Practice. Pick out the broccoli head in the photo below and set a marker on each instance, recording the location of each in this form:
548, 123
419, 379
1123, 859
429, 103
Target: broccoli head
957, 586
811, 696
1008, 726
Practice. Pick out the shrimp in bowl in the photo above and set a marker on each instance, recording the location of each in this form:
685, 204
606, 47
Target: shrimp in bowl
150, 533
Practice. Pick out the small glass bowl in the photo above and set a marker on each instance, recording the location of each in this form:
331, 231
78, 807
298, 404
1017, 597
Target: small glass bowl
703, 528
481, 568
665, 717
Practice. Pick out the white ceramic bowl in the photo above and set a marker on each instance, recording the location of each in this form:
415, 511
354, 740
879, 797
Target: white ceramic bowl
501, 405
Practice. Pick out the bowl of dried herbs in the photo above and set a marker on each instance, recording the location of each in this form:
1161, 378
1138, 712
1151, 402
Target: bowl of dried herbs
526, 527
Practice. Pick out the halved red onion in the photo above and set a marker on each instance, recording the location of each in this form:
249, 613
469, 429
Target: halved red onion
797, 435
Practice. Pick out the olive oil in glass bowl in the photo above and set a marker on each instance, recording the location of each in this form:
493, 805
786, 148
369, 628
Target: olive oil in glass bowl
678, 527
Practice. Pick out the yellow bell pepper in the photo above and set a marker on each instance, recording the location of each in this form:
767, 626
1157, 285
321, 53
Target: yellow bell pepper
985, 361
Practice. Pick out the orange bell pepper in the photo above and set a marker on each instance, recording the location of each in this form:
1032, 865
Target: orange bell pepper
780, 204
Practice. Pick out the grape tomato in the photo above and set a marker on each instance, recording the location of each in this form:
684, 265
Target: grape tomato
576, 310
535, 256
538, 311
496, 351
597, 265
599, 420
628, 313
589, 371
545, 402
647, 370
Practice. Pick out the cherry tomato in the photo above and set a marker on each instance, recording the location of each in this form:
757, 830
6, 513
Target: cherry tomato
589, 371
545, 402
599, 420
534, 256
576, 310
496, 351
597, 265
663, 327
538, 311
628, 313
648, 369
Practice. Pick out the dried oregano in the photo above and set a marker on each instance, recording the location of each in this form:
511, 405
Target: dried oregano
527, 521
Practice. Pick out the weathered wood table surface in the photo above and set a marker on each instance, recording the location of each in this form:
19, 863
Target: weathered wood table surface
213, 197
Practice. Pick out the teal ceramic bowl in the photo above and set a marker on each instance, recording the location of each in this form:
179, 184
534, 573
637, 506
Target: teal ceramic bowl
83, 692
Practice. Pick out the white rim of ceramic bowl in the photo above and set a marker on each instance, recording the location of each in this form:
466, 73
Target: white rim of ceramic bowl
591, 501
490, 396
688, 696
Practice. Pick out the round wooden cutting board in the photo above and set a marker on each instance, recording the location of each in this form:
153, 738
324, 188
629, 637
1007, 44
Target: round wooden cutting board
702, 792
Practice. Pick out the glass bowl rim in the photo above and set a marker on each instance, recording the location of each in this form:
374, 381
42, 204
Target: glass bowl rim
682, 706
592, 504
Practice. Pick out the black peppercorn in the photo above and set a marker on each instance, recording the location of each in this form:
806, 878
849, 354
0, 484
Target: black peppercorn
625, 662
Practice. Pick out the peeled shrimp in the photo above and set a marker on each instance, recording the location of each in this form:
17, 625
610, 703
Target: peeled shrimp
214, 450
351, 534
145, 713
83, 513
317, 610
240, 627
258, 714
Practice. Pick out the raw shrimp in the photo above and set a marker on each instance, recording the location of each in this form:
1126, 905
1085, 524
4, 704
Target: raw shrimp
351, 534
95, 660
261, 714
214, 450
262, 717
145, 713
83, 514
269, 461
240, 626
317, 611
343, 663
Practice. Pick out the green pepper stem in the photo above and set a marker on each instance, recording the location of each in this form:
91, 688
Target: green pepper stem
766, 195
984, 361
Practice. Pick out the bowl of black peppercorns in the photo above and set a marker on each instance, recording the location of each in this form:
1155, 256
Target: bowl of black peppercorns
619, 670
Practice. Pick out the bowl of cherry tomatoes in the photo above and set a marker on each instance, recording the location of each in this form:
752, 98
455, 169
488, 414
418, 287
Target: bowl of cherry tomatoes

+++++

**WHAT THE TASK ASKS**
Please give back, exactly as it stands above, the stretch from the line with "Practice. Pick out the weathered" through the line with "Practice. Pick out the teal", and no line outside it.

**RESPONSE BOX**
Practice. Pick out the weathered wood table surface in the photo above and set a marker on each instance, recording the location of each in this form:
19, 863
Target: weathered wood table surface
213, 197
Practice. Pick out the teal ceramic bowl in the photo above and set a marker on each instance, recording the location of each in this form:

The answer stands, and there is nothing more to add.